[Start of Text shown]

The Commission for Local Authority Employers (Kunnallinen Työmarkkinalaitos, KT) has expressed a differing viewpoint on the proposals. KT believes that the hiring of stand-in employees on fixed-term contracts should not be made more difficult than at present, and that the provisions of the present Act are adequate. This position is motivated by the fact that the economic situation of many municipalities is poor, and increased obstacles to hiring fixed-term employees would make it more difficult to hire anyone at all for some posts. Furthermore, many municipal workplaces have a majority of women workers, and when they take family leave this creates a need for additional, fixed-term personnel to replace them. The need for stand-ins in local authorities is due also to their longer annual holidays and the various flexible working time arrangements arising from legislative obligations (eg sabbatical leave).

The State Employer's Office (Valtion Työmarkkinalaitos, VTML) has declared its dissenting viewpoint concerning fixed-term contracts in particular. It wants the present legislation to remain unchanged as far as possible.

The Federation of Finnish Enterprises (SY) states that the proposal concerning a change in the general validity rules would mean a return to a centrally controlled system. The organisation thinks that such a change would reverse the increasing trend toward local agreements that has been evident in procedures adopted by the social partners during the last few years.

The Employers' Confederation of Service Industries ( PT) regrets that the committee, which had been in operation for over four years, could not reach a full consensus on the reform of the Act. PT believes that many of the committee's proposals hinder the viability of service enterprises in particular. In the dissenting statement issued by PT, attention is drawn to the issues of temporary agency workers, dismissals and business transfers. "Companies that recruit labour would be put in an unreasonable position, because following the regulations would be practically impossible, it is claimed. The committee's proposals on lay-offs are said to be unclear, and the various clauses are contradictory. The provisions concerning business transfers would complicate the transactions of small and labour-intensive companies in particular," states PT.

[End of Text shown]
[Start of Recorded data]

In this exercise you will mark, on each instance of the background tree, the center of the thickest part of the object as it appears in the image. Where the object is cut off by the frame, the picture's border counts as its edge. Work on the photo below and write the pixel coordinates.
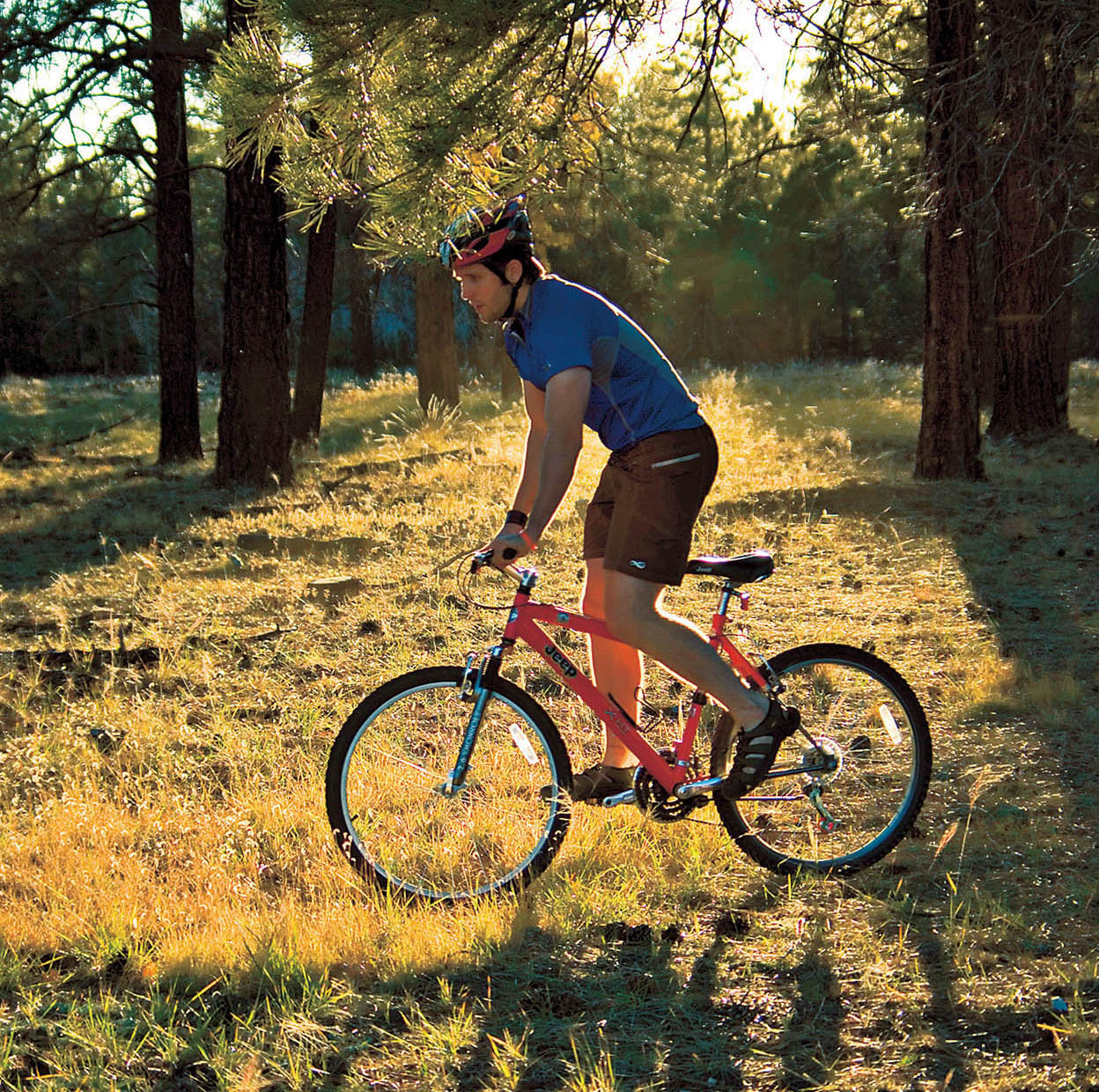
(131, 58)
(181, 436)
(254, 420)
(315, 328)
(949, 425)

[End of Recorded data]

Tasks for this exercise –
a: Output the full text on employer organizations' views of the committee's proposals, word for word.
b: Return all of the rows line for line without any change, but leave the pictures out of your answer.

Results for the exercise –
a:
The Commission for Local Authority Employers (Kunnallinen Työmarkkinalaitos, KT) has expressed a differing viewpoint on the proposals. KT believes that the hiring of stand-in employees on fixed-term contracts should not be made more difficult than at present, and that the provisions of the present Act are adequate. This position is motivated by the fact that the economic situation of many municipalities is poor, and increased obstacles to hiring fixed-term employees would make it more difficult to hire anyone at all for some posts. Furthermore, many municipal workplaces have a majority of women workers, and when they take family leave this creates a need for additional, fixed-term personnel to replace them. The need for stand-ins in local authorities is due also to their longer annual holidays and the various flexible working time arrangements arising from legislative obligations (eg sabbatical leave).

The State Employer's Office (Valtion Työmarkkinalaitos, VTML) has declared its dissenting viewpoint concerning fixed-term contracts in particular. It wants the present legislation to remain unchanged as far as possible.

The Federation of Finnish Enterprises (SY) states that the proposal concerning a change in the general validity rules would mean a return to a centrally controlled system. The organisation thinks that such a change would reverse the increasing trend toward local agreements that has been evident in procedures adopted by the social partners during the last few years.

The Employers' Confederation of Service Industries ( PT) regrets that the committee, which had been in operation for over four years, could not reach a full consensus on the reform of the Act. PT believes that many of the committee's proposals hinder the viability of service enterprises in particular. In the dissenting statement issued by PT, attention is drawn to the issues of temporary agency workers, dismissals and business transfers. "Companies that recruit labour would be put in an unreasonable position, because following the regulations would be practically impossible, it is claimed. The committee's proposals on lay-offs are said to be unclear, and the various clauses are contradictory. The provisions concerning business transfers would complicate the transactions of small and labour-intensive companies in particular," states PT.

b:
In this exercise you will mark, on each instance of the background tree, the center of the thickest part of the object as it appears in the image. Where the object is cut off by the frame, the picture's border counts as its edge. Work on the photo below and write the pixel coordinates.
(131, 58)
(181, 436)
(254, 420)
(315, 328)
(949, 425)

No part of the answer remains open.